--- START OF Dataset rows ---

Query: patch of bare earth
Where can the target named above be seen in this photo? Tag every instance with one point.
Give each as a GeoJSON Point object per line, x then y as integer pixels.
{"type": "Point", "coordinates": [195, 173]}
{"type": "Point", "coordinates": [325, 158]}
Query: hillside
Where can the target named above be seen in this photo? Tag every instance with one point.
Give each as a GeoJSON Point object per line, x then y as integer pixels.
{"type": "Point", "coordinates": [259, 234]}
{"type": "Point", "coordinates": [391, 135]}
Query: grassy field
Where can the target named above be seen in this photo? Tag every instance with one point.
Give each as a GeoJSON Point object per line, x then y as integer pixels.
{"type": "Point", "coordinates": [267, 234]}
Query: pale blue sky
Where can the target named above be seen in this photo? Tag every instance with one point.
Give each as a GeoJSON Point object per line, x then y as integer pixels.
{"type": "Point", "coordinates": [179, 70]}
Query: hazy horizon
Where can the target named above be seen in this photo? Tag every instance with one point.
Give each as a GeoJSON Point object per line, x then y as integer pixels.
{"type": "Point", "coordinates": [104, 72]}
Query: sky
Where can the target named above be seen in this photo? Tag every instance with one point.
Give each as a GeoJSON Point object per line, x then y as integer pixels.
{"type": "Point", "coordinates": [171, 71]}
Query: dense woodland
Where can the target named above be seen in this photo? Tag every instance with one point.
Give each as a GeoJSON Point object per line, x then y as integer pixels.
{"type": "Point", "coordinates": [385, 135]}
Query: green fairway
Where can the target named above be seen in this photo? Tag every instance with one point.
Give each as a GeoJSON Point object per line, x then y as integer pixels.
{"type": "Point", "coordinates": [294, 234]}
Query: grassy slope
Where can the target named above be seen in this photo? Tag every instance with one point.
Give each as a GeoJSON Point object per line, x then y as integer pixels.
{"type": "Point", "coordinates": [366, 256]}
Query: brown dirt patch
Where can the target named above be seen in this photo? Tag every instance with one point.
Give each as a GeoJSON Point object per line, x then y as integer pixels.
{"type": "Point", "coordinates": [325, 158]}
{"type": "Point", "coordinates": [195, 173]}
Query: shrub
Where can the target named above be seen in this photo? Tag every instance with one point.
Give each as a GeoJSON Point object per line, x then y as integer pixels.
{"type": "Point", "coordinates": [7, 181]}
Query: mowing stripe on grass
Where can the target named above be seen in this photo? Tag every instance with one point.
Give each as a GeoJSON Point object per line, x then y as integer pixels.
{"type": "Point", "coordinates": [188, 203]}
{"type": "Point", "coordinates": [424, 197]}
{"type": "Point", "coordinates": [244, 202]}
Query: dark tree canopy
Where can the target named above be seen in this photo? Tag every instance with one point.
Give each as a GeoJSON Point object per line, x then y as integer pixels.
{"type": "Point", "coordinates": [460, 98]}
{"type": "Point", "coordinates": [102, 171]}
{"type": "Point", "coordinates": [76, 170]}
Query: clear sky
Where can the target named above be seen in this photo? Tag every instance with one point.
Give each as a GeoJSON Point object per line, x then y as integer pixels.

--- END OF Dataset rows ---

- [Your objective]
Reproduce the records above exactly as they appear.

- [Task output]
Query: patch of bare earth
Where can the target named above be seen in this photo? Tag every instance with one point.
Give each as a GeoJSON Point object per line, x then y as integer pixels.
{"type": "Point", "coordinates": [195, 173]}
{"type": "Point", "coordinates": [325, 158]}
Query: hillside
Where can the target named above be seen in this photo? Tag every instance with one point.
Give each as a GeoJSON Point object per line, x then y as integer pixels.
{"type": "Point", "coordinates": [259, 234]}
{"type": "Point", "coordinates": [391, 135]}
Query: grassy field
Where can the target named above be seen in this photo? Tag every instance with one point.
Give each as a GeoJSON Point object per line, x then y as integer pixels.
{"type": "Point", "coordinates": [267, 234]}
Query: pale blue sky
Where can the target named above be seen in this photo? Tag every instance with one point.
Give each as a GeoJSON Point object per line, x then y as integer pixels.
{"type": "Point", "coordinates": [179, 70]}
Query: hazy horizon
Where can the target named above be seen in this photo? Tag every instance with one point.
Give each as a GeoJSON Point object per line, x then y as integer pixels.
{"type": "Point", "coordinates": [104, 72]}
Query: sky
Where can the target named above be seen in this photo? Tag every instance with one point.
Give each as a GeoJSON Point object per line, x then y as integer pixels.
{"type": "Point", "coordinates": [171, 71]}
Query: dense woodland
Where can the target named above be seen in this photo? Tag every instance with one point.
Give each as a GeoJSON Point object per line, x then y as integer pixels.
{"type": "Point", "coordinates": [385, 135]}
Query: green fairway
Where can the target named above be seen in this photo? Tag every instance with one point.
Give each as a GeoJSON Point object per line, x then y as integer pixels.
{"type": "Point", "coordinates": [294, 234]}
Query: grassy slope
Where can the target named above be seen in this photo? Tag every instance with one point.
Give each as a GeoJSON Point object per line, x then y as integer pixels.
{"type": "Point", "coordinates": [366, 256]}
Query: brown dirt patch
Where can the target named above be seen in this photo? Tag every instance with one point.
Give each as a GeoJSON Point object per line, x then y as integer pixels.
{"type": "Point", "coordinates": [325, 158]}
{"type": "Point", "coordinates": [195, 173]}
Query: shrub
Where can the target named above be seen in this photo? Tag every instance with one point.
Give each as a GeoJSON Point object per line, x then y as integer pixels.
{"type": "Point", "coordinates": [7, 181]}
Query: mowing stripe on grass
Where can the target named above be seen in this photo? Tag every instance with one point.
Give each as a GeoJSON Point object per line, x then y as integer pixels.
{"type": "Point", "coordinates": [188, 203]}
{"type": "Point", "coordinates": [424, 197]}
{"type": "Point", "coordinates": [244, 202]}
Query: dark tree canopy
Where can the target named above be seen in this photo? Tag every instance with one point.
Give each as a GeoJSON Point object per line, x then y as integer pixels.
{"type": "Point", "coordinates": [460, 98]}
{"type": "Point", "coordinates": [102, 171]}
{"type": "Point", "coordinates": [76, 170]}
Query: clear sky
Where can the target named above be seen in this photo? Tag every instance with one point.
Give each as a GeoJSON Point object per line, x then y as integer pixels.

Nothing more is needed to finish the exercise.